OpenAI's $1T spending commitment to power dealmaking boost among US firms

OpenAI is collaborating with several US corporate and technology firms to build a web of billion-dollar deals, all to spend a trillion dollars within the next 5 years. 

The ChatGPT maker has committed to spend more than $1 trillion over the next decade, raised through debt partnerships and fundraising. According to the Financial Times, OpenAI now generates roughly $13 billion in annual revenue. 

FT mentioned that an estimated 70% of its revenue comes from everyday users who pay $20 per month for ChatGPT Plus, from about 5% of its 800 million regular user base.

OpenAI signs contracts with Nvidia and AMD

OpenAI has reportedly locked in contracts for more than 26 gigawatts of computing capacity from major US technology providers, including Oracle, Nvidia, AMD, and Broadcom. The cost of maintaining this infrastructure exceeds the company’s current cash flow, which is why Sam Altman and his group are seeking funding and diversification.

Executives have reportedly laid out a five-year plan to expand OpenAI’s business model beyond its chatbot. The company is looking for opportunities in government contracts, retail shopping tools, video services, consumer hardware, and computing infrastructure through its Stargate data center project, which could eventually supply AI computing power to external clients.

TASK REQUIREMENTS:
1. From the OpenAI spending article, answer each question:
(a) What annual revenue does OpenAI now generate, according to the Financial Times?
(b) How much computing capacity has OpenAI reportedly locked in through contracts?
(c) What is the name of OpenAI's data center project?
2. Please pick up the OpenAI spending article after its final sentence and carry it forward.
The lines that come next are unrelated and can be set aside.

STUDY MATERIAL:
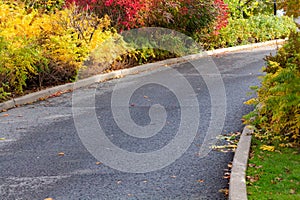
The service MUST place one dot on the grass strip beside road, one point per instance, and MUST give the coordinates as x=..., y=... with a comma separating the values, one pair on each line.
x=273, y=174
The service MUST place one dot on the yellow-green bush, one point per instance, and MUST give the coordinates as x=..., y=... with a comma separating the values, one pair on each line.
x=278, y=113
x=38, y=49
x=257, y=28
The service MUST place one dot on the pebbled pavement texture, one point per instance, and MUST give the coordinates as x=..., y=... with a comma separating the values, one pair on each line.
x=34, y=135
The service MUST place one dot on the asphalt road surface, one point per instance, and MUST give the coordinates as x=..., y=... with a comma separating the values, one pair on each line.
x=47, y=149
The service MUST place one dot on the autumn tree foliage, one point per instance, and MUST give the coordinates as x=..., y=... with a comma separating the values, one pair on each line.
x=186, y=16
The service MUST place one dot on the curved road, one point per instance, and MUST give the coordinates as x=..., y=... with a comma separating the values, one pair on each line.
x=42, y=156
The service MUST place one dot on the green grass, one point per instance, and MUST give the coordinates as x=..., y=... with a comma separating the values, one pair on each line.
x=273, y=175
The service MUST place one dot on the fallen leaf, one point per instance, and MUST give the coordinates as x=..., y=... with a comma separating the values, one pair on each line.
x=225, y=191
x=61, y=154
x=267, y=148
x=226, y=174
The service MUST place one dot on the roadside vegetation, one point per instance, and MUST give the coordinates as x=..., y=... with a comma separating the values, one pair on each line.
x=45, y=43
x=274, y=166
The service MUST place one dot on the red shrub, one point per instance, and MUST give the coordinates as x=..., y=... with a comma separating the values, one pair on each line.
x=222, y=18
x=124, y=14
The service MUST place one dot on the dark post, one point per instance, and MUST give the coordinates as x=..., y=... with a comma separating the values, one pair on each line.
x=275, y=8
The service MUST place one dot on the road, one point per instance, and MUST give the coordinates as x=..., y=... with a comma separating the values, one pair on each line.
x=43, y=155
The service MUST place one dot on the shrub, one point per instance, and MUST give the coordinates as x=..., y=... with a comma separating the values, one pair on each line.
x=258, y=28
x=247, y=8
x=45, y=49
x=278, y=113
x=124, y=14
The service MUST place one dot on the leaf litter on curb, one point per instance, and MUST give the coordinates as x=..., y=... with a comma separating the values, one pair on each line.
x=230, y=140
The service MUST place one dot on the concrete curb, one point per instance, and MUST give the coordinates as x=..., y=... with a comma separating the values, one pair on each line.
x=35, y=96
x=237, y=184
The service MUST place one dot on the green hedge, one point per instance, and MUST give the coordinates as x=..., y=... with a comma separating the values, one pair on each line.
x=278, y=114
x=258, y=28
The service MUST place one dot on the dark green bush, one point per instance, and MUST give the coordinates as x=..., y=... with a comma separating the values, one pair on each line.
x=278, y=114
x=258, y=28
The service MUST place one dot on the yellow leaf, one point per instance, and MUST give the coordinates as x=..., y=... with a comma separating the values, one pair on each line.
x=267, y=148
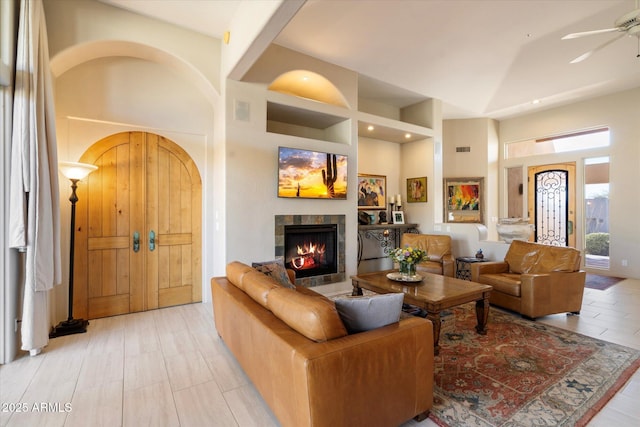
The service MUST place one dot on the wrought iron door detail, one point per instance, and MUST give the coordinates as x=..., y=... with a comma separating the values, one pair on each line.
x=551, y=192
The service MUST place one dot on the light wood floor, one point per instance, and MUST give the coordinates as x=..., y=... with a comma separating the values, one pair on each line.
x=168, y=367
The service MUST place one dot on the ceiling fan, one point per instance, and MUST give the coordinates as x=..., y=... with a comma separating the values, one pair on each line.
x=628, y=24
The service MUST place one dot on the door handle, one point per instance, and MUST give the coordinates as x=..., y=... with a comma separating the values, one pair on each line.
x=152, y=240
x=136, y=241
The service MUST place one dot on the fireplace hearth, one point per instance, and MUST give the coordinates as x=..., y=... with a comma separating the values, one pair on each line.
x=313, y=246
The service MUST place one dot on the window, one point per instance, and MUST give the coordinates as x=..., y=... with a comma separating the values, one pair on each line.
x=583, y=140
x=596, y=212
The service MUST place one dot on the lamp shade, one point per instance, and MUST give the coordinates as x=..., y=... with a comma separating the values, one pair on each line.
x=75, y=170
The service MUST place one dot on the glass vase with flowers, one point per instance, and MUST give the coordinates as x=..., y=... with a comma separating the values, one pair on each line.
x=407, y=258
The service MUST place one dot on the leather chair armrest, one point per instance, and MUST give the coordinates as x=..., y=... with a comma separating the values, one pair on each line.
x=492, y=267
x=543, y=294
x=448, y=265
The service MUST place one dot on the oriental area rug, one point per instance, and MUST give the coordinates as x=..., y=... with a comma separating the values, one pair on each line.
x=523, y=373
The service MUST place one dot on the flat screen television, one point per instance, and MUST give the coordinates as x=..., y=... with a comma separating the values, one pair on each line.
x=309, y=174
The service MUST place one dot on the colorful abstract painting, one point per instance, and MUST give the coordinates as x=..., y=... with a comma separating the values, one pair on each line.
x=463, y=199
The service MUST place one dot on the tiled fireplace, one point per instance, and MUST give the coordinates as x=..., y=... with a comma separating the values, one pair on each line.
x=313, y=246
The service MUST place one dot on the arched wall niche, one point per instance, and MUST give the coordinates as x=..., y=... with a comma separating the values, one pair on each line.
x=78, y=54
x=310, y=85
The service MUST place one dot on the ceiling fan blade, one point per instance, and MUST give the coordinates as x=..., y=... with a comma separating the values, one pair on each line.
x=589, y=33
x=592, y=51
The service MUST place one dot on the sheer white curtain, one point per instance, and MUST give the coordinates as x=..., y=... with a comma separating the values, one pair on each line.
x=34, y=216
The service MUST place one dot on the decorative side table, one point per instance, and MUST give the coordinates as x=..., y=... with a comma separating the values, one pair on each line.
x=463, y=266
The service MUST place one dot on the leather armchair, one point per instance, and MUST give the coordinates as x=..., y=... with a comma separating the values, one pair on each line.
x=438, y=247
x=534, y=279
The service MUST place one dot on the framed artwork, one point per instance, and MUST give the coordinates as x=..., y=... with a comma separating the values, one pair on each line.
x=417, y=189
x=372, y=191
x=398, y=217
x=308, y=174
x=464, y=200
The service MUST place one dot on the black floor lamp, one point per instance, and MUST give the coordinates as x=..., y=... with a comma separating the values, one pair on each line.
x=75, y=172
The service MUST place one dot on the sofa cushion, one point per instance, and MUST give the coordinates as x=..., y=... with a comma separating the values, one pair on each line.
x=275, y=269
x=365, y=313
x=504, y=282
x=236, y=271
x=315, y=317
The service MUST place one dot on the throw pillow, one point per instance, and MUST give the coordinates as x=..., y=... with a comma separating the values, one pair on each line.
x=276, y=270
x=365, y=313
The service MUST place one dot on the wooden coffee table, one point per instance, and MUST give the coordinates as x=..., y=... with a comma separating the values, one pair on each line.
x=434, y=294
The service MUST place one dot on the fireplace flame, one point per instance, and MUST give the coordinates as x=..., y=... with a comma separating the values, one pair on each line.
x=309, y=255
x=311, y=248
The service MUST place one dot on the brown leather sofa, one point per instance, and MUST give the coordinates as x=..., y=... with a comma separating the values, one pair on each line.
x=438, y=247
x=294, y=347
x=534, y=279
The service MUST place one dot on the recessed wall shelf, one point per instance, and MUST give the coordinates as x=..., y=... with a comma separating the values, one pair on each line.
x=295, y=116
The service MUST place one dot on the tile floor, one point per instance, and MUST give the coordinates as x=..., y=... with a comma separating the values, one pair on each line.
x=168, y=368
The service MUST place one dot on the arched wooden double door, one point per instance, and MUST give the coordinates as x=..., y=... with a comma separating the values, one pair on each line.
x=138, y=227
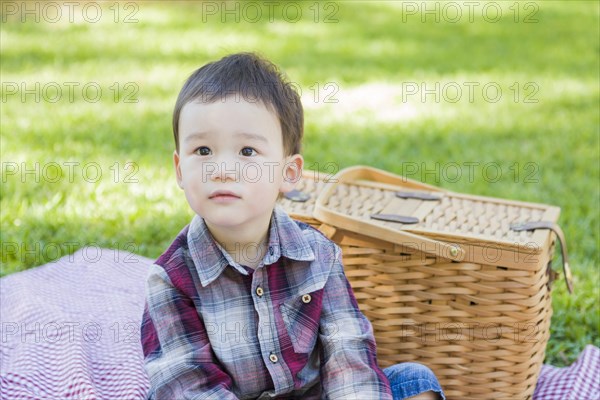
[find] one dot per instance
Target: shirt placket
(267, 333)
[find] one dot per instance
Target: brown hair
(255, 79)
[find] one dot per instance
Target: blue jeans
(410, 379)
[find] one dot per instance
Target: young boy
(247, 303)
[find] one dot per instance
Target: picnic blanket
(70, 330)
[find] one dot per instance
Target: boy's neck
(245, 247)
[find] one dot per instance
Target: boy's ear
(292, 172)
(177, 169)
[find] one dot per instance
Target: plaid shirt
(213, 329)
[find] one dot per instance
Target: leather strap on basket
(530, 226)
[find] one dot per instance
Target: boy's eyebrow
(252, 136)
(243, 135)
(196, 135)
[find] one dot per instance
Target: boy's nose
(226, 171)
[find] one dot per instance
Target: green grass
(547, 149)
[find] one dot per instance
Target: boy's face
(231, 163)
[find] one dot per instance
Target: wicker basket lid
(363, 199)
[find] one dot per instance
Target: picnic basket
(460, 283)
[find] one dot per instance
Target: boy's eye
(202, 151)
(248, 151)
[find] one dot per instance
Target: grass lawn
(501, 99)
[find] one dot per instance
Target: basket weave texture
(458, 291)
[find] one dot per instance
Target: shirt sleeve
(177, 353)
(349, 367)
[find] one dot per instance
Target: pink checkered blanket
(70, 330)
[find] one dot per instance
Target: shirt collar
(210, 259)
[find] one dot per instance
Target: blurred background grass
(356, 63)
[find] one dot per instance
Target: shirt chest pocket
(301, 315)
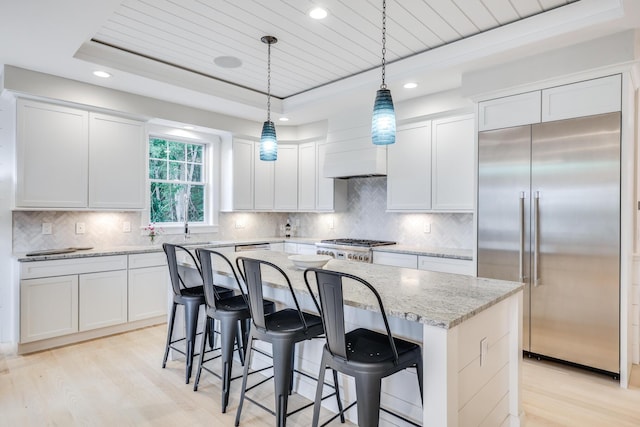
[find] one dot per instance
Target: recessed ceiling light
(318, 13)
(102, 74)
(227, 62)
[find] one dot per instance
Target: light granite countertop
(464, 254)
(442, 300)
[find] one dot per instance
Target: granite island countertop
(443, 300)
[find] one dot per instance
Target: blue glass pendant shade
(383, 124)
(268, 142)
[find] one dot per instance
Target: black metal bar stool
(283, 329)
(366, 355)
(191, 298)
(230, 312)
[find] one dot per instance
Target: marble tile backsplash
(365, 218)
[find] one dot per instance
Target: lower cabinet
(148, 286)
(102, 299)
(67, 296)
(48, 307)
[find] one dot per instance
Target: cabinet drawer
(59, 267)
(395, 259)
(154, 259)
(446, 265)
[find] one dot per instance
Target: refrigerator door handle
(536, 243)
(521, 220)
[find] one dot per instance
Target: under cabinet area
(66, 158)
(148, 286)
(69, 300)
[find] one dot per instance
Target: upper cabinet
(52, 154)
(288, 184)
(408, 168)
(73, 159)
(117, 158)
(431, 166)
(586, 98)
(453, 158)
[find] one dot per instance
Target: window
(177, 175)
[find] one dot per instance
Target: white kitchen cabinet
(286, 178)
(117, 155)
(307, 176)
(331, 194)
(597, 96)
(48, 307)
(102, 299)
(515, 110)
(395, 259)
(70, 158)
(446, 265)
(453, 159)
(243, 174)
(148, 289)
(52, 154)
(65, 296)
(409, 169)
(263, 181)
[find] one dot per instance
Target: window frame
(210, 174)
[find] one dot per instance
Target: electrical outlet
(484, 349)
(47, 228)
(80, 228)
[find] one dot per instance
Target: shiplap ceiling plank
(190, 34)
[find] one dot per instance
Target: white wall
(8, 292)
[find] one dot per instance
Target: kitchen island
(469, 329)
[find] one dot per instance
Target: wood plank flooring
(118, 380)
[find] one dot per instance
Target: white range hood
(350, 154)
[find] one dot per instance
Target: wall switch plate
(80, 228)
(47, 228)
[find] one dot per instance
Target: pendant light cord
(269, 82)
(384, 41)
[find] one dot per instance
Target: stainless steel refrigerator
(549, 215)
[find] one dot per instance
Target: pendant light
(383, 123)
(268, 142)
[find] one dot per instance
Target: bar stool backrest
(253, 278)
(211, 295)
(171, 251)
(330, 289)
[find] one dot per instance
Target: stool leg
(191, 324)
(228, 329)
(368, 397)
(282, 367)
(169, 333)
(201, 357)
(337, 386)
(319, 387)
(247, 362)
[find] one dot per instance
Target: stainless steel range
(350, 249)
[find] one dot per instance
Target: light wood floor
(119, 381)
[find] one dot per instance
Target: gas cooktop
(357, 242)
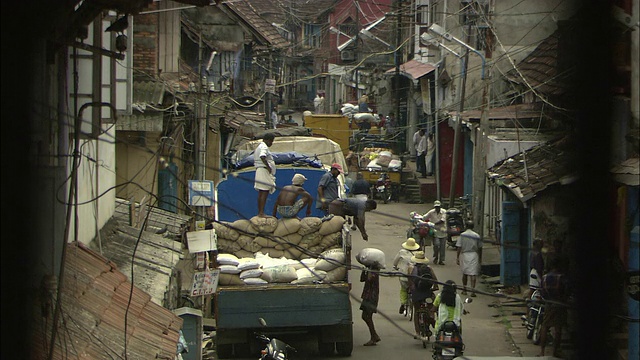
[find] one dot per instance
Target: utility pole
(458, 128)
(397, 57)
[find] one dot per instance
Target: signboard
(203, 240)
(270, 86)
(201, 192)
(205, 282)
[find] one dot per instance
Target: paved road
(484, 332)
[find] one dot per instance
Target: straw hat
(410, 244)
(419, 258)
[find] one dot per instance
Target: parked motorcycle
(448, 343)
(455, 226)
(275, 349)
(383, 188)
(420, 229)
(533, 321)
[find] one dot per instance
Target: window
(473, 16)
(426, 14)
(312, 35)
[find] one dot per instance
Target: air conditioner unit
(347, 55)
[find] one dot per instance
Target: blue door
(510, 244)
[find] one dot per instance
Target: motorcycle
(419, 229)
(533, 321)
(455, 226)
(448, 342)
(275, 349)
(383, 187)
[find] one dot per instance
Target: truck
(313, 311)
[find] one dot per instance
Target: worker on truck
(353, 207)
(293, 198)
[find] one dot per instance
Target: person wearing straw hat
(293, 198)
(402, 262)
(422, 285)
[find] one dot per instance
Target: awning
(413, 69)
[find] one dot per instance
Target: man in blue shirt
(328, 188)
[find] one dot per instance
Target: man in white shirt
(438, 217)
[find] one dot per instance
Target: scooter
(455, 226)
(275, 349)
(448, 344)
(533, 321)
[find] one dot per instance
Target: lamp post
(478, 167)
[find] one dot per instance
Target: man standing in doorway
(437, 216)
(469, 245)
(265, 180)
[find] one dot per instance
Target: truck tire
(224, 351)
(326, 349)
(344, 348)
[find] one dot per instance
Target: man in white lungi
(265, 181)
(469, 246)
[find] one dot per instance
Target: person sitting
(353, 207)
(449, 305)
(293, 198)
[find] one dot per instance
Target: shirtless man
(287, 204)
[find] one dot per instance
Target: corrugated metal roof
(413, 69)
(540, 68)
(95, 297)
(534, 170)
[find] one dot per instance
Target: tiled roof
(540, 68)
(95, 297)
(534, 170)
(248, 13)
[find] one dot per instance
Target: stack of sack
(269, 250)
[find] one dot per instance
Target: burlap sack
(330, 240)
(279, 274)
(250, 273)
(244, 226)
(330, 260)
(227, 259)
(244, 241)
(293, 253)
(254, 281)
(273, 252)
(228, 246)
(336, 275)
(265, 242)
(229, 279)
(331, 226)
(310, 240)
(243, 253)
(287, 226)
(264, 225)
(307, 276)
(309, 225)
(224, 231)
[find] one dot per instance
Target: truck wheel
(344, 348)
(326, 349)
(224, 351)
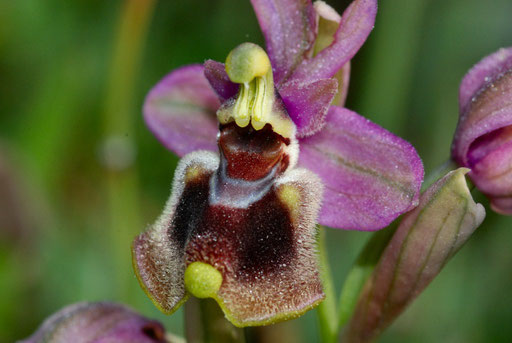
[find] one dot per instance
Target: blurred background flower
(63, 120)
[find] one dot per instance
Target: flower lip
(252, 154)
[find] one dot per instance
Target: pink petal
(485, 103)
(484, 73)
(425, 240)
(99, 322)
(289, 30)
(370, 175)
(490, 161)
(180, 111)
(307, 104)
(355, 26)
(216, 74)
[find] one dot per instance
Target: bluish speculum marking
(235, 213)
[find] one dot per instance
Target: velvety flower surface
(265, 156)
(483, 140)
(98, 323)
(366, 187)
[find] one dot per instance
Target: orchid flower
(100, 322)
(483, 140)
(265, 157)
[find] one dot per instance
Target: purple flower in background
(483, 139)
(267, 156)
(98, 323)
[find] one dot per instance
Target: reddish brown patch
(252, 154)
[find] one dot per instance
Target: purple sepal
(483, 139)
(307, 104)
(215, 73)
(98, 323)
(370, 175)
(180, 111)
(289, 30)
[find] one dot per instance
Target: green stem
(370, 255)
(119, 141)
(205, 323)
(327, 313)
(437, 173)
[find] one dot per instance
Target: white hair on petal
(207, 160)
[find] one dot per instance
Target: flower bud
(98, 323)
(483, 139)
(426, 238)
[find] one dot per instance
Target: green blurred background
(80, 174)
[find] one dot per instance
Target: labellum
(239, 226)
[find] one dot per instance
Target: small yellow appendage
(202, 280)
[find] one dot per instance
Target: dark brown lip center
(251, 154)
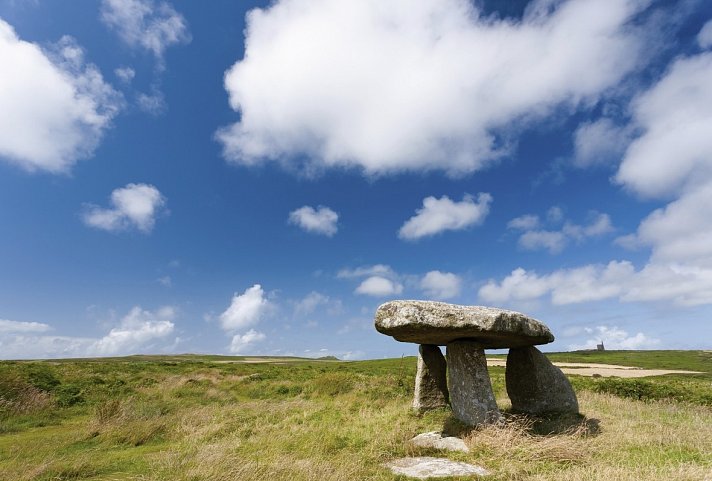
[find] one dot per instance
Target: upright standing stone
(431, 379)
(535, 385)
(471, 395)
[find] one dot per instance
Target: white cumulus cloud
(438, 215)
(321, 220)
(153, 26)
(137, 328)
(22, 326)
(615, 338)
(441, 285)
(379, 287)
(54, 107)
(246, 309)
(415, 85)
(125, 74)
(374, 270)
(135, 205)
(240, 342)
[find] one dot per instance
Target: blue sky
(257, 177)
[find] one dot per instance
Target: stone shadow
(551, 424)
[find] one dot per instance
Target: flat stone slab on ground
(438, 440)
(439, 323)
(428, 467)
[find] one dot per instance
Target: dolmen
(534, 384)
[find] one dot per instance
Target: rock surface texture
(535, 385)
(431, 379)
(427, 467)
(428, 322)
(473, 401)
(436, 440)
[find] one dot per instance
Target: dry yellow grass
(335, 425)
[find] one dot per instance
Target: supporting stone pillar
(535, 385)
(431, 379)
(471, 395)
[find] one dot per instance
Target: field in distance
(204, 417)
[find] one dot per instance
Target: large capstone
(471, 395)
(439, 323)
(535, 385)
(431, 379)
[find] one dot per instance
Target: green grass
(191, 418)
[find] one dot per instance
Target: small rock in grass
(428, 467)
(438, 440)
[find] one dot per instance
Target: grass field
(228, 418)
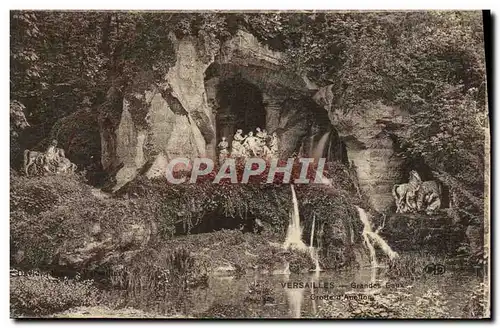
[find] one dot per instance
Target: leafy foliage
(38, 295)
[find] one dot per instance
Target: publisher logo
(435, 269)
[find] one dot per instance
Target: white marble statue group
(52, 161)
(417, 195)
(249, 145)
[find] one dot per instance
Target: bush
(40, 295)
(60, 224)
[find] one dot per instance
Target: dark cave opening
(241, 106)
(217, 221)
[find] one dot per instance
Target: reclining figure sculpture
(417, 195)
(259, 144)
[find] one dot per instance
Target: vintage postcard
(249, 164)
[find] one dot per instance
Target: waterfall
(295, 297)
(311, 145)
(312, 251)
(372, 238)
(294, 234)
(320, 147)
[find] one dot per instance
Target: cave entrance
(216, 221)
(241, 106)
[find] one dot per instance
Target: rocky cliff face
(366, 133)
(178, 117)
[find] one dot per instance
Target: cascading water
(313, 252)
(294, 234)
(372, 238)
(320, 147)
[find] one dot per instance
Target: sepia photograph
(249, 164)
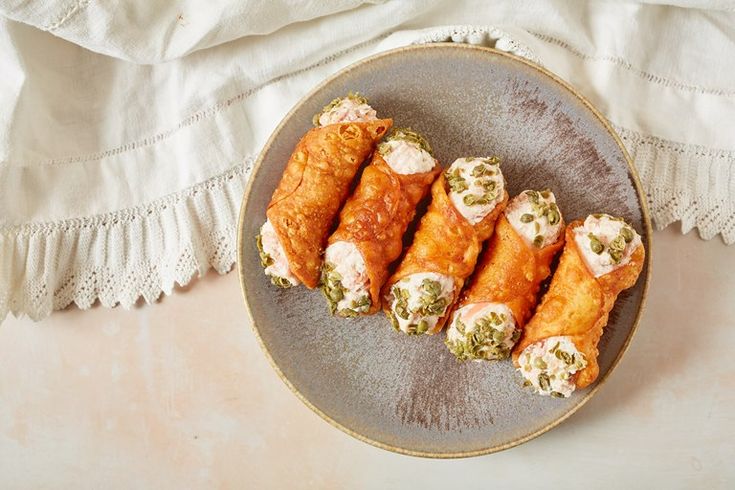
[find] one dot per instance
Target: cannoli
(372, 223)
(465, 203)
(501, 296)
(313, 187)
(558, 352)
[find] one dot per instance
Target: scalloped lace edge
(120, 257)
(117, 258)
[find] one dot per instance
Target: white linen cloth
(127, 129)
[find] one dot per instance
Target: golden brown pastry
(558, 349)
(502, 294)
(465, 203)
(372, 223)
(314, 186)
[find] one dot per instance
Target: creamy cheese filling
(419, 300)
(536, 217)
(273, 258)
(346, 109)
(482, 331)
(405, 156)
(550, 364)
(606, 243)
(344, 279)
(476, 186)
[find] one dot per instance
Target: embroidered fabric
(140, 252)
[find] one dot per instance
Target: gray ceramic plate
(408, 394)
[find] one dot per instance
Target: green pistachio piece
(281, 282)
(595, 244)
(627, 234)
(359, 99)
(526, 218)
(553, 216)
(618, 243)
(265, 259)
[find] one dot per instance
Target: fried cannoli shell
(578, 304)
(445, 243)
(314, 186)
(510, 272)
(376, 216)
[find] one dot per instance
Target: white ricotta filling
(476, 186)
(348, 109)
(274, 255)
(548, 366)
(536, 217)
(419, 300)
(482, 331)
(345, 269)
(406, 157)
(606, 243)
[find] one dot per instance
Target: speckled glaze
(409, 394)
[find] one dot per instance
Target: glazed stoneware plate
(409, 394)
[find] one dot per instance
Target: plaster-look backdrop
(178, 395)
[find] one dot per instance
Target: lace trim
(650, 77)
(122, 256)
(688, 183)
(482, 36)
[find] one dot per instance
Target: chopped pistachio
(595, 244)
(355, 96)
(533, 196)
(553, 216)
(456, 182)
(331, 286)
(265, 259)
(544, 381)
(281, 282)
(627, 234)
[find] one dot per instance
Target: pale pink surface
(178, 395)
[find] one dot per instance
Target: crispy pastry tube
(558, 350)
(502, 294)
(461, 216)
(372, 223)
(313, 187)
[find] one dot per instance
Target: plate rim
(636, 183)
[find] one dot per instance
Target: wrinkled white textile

ANSWERS TO EACH TASK:
1.
(a) Roughly $13 billion.
(b) More than 26 gigawatts.
(c) Stargate.

2.
Last week, OpenAI signed a multibillion-dollar partnership with chipmaker Advanced Micro Devices Inc. (AMD), Nvidia’s biggest rival. The deal involves sending tens of billions of dollars’ worth of AMD processors to OpenAI’s infrastructure, while the latter becomes one of AMD’s largest shareholders.

The AMD partnership followed an announcement from Nvidia and OpenAI on September 22, which revealed a $100 billion joint investment to improve the capabilities of its existing data centers. 

A day later, OpenAI confirmed it had struck a separate $300 billion deal with Oracle to construct data centers in the United States. Oracle pledged to invest billions of dollars in Nvidia’s chips for those facilities, purportedly recycling the capital back to the semiconductor chip manufacturers.

OpenAI, Oracle, and Nvidia’s reinvestment cycle

Even with OpenAI’s business plan at hand, some jitters about Oracle’s profitability came after the company’s cloud division delivered narrower margins than many analysts expected. 

Internal documents cited by The Information showed Oracle earned roughly $900 million in sales last quarter by renting servers powered by Nvidia chips. However, its gross profit stood at just 14 cents to the dollar in sales.

Moreover, people familiar with the matter told reporters that Nvidia plans to invest up to $2 billion in equity in Elon Musk’s AI startup xAI as part of a $20 billion funding round. Cryptopolitan reported that the round is structured through a special purpose vehicle that will use about $7.5 billion in equity and as much as $12.5 billion in debt to purchase Nvidia processors.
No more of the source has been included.